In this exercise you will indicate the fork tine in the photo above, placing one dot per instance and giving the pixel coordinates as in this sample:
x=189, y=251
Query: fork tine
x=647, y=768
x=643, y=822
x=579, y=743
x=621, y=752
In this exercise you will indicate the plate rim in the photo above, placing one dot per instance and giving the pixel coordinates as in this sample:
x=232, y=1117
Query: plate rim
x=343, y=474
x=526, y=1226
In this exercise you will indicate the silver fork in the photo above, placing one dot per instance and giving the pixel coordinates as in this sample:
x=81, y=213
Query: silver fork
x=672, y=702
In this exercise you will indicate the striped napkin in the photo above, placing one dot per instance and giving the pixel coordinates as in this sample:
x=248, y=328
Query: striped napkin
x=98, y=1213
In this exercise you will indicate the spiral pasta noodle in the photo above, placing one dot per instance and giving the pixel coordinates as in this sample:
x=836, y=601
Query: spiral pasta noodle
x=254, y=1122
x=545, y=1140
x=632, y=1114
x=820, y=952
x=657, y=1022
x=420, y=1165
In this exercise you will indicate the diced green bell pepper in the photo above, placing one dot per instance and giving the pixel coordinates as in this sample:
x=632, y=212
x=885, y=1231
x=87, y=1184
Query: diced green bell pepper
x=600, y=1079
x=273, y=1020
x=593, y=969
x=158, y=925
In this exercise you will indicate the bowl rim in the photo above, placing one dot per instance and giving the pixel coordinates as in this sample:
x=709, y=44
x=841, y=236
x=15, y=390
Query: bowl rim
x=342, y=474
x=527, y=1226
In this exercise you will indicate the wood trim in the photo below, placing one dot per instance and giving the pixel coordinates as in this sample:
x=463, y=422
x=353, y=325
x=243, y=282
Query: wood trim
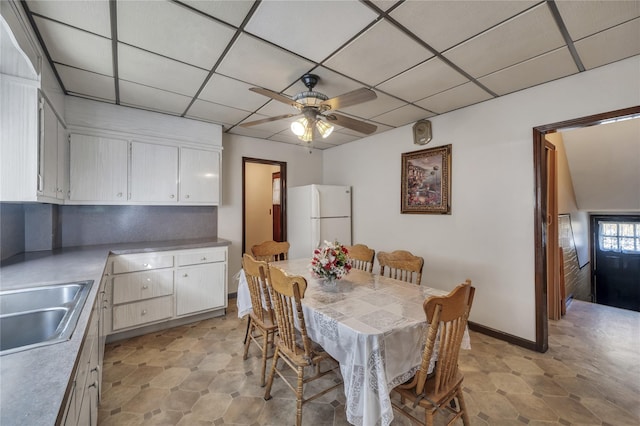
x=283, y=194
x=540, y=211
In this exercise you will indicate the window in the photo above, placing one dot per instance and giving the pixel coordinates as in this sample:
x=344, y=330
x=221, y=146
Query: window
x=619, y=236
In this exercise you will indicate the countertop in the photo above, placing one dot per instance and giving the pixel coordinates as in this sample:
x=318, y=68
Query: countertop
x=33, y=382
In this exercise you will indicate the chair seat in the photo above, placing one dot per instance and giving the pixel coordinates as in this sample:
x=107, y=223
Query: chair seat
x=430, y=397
════
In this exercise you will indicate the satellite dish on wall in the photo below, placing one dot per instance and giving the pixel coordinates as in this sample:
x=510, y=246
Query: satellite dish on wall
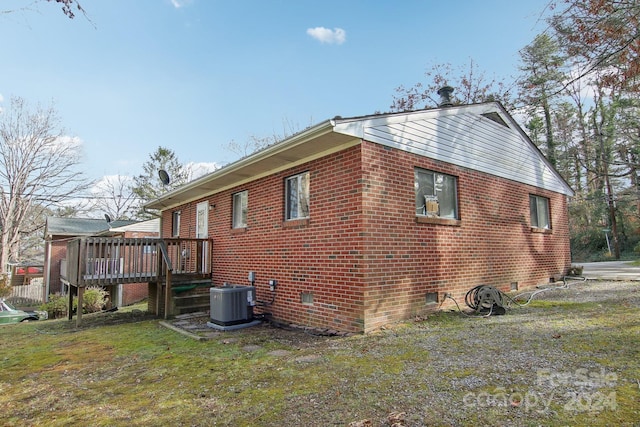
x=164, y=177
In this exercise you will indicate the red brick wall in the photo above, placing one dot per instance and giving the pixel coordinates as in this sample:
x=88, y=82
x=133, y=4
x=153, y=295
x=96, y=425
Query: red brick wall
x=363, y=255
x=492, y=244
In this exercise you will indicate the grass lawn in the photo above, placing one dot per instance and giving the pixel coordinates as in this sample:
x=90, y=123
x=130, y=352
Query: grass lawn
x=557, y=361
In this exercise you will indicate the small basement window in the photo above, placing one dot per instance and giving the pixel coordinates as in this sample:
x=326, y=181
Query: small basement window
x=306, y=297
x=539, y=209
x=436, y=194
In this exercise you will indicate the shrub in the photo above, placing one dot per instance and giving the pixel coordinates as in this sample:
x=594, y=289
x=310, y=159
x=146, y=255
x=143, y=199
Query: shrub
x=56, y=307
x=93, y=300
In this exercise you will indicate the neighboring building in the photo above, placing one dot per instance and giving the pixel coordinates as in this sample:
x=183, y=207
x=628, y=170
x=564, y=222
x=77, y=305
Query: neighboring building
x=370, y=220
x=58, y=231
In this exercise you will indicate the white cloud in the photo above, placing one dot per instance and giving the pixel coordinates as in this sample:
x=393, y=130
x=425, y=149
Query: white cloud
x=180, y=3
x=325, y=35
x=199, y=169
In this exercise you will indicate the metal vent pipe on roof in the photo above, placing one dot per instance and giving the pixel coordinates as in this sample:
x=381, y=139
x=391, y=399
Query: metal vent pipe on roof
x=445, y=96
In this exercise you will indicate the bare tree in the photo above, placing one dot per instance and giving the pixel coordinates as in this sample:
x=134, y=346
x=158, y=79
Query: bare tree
════
[Task] Rewrite the items from the line with "In this exercise you will indicate the fork" to the line with "x=526, y=1226", changing "plate rim" to "plate edge" and leaving everything else as it is.

[Exercise result]
In this exercise you will indicate the fork tine in the photo above, placing one dot per instance and giving the pixel coordinates as in this sample:
x=189, y=251
Query: fork tine
x=647, y=768
x=643, y=822
x=579, y=743
x=621, y=752
In this exercise you will indicate the plate edge in the photo above, placing one dot per instance and giving the pixel coordinates as in this sample:
x=232, y=1117
Query: plate edge
x=343, y=474
x=526, y=1226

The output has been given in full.